Task item
Write out, word for word, the passage of the news report below on the Ohio State misconduct inquiry that opens with the words containing "COLUMBUS, Ohio -- The" and closes with "Benjamin Johnson said.".

== Extract provided ==

COLUMBUS, Ohio -- The firm investigating former athletes' allegations of sexual misconduct by a now-dead team doctor at Ohio State University also is reviewing whether he examined high school students, the school confirmed Friday.
Because of the ongoing inquiry, Ohio State cannot share details about what prompted independent investigators to look into Richard Strauss' potential interactions with high school students, university spokesman Benjamin Johnson said.
Male athletes from 14 sports at Ohio State have reported alleged sexual misconduct by Strauss, who was on the faculty and medical staff and published a variety of research.
One study by Strauss and two colleagues looked at weight loss in male amateur wrestlers, including one high school wrestler, according to a 1985 article published in the Journal of the American Medical Association. It doesn't specify the wrestlers' schools or whether or how each of the authors interacted with the athletes.

===
== Listed records ==

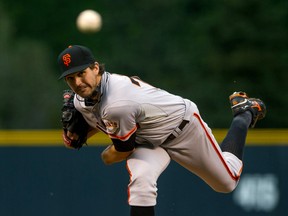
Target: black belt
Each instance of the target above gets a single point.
(180, 127)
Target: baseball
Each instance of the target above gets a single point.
(89, 21)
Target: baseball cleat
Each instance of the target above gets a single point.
(240, 102)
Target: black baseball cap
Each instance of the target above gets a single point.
(75, 58)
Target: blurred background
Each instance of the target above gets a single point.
(203, 50)
(200, 49)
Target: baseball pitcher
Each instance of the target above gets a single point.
(149, 127)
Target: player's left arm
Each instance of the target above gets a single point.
(110, 155)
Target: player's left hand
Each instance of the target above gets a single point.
(74, 125)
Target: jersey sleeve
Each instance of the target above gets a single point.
(120, 121)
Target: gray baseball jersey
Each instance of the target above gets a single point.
(170, 125)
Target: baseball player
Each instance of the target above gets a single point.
(149, 127)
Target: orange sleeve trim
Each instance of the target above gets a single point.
(234, 177)
(125, 136)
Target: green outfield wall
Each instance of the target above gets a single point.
(39, 176)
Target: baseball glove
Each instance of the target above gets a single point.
(73, 121)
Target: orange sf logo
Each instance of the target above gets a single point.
(66, 59)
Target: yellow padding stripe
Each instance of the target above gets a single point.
(260, 137)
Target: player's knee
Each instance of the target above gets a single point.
(226, 187)
(142, 191)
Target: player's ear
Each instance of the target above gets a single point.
(96, 67)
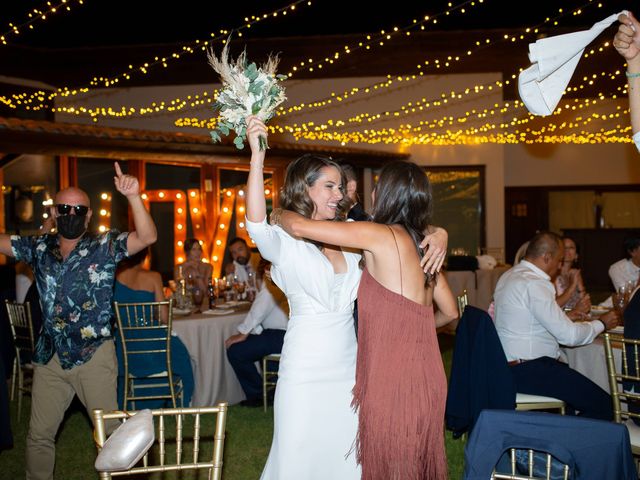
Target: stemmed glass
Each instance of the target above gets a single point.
(198, 297)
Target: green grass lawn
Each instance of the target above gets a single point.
(247, 443)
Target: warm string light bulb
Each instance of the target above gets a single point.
(37, 15)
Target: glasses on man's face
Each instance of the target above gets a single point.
(64, 209)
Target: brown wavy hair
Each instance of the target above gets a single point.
(302, 174)
(403, 197)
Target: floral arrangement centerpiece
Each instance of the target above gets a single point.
(246, 90)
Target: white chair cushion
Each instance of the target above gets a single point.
(634, 433)
(127, 444)
(527, 398)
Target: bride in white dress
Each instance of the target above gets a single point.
(314, 424)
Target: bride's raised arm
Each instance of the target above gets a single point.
(256, 204)
(266, 239)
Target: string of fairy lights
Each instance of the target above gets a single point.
(411, 108)
(391, 81)
(204, 98)
(37, 100)
(446, 97)
(309, 131)
(198, 100)
(37, 15)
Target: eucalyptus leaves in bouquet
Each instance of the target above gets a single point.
(246, 90)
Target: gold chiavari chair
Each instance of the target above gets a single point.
(628, 370)
(169, 452)
(22, 332)
(268, 377)
(532, 461)
(144, 331)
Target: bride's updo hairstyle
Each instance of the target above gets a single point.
(403, 197)
(303, 173)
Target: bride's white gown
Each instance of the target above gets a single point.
(314, 425)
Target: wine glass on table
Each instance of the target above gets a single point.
(239, 288)
(619, 303)
(198, 297)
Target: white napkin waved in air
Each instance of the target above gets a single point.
(554, 60)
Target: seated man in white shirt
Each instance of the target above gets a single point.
(532, 326)
(261, 333)
(627, 270)
(240, 267)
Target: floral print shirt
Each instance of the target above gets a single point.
(75, 294)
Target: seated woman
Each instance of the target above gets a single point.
(134, 284)
(570, 291)
(194, 270)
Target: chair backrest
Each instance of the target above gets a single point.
(532, 465)
(21, 326)
(628, 371)
(168, 452)
(582, 444)
(463, 301)
(145, 329)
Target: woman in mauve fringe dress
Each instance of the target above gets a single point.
(400, 386)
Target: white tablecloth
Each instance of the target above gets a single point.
(204, 337)
(479, 284)
(590, 360)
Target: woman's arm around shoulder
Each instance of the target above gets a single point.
(362, 235)
(445, 301)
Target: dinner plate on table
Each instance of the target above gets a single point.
(218, 311)
(598, 310)
(234, 303)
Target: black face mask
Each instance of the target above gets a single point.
(71, 226)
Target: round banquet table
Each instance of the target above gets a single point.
(204, 337)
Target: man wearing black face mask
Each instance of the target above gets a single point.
(74, 272)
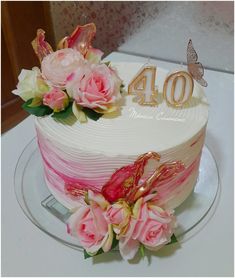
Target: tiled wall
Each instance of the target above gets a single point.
(155, 29)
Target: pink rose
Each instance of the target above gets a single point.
(151, 226)
(89, 225)
(56, 99)
(57, 66)
(94, 55)
(94, 86)
(119, 214)
(157, 229)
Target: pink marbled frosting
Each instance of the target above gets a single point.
(93, 172)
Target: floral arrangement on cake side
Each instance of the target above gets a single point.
(72, 79)
(126, 212)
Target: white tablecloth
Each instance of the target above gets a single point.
(27, 251)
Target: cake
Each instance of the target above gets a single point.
(90, 153)
(119, 165)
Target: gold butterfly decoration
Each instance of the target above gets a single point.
(195, 68)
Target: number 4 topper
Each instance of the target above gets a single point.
(143, 85)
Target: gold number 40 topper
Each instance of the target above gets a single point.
(177, 88)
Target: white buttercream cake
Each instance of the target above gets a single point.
(90, 153)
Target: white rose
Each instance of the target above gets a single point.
(30, 84)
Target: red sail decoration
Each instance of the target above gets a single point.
(125, 183)
(80, 39)
(41, 47)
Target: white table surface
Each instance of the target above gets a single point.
(27, 251)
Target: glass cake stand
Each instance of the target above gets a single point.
(35, 199)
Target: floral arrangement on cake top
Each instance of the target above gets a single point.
(126, 213)
(72, 79)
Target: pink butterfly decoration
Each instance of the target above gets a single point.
(80, 39)
(195, 68)
(41, 47)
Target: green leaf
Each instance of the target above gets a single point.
(63, 114)
(173, 240)
(38, 111)
(37, 101)
(92, 114)
(100, 251)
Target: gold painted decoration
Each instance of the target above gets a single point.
(178, 88)
(195, 68)
(143, 86)
(41, 47)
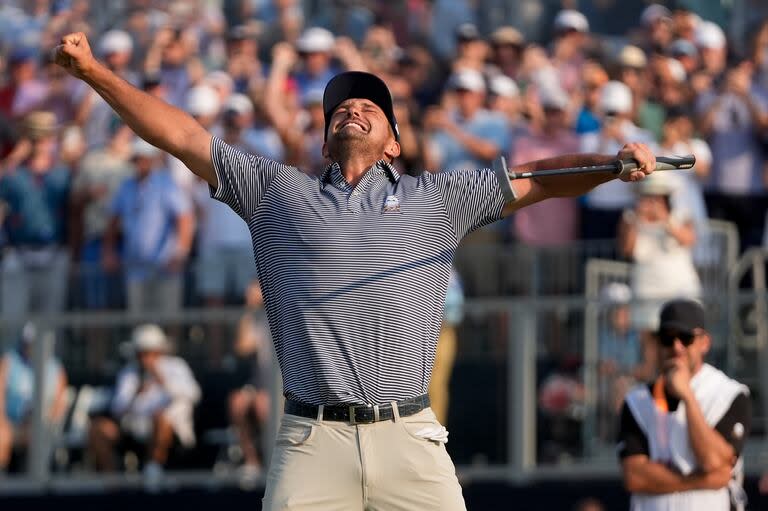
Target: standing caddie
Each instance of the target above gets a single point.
(680, 437)
(354, 266)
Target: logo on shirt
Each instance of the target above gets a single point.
(391, 205)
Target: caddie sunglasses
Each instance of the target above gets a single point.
(667, 338)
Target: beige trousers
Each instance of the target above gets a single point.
(384, 466)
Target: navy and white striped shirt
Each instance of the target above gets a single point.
(354, 279)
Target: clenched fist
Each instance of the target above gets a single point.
(74, 55)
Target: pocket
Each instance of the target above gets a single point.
(294, 435)
(415, 425)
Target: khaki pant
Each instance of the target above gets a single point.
(384, 466)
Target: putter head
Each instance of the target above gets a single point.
(501, 170)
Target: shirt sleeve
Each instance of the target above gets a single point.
(472, 198)
(736, 423)
(243, 178)
(632, 439)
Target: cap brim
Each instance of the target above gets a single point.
(361, 85)
(675, 325)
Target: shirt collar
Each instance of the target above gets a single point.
(332, 173)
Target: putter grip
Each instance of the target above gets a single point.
(662, 163)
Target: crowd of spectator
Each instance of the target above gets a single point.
(85, 204)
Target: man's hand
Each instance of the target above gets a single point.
(646, 161)
(678, 377)
(74, 55)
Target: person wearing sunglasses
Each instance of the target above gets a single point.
(681, 436)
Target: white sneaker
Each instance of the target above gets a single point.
(153, 477)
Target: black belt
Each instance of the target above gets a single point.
(358, 414)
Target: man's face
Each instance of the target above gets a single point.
(690, 347)
(147, 359)
(359, 120)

===

Exercise output
COLUMBUS, Ohio -- The firm investigating former athletes' allegations of sexual misconduct by a now-dead team doctor at Ohio State University also is reviewing whether he examined high school students, the school confirmed Friday.
Because of the ongoing inquiry, Ohio State cannot share details about what prompted independent investigators to look into Richard Strauss' potential interactions with high school students, university spokesman Benjamin Johnson said.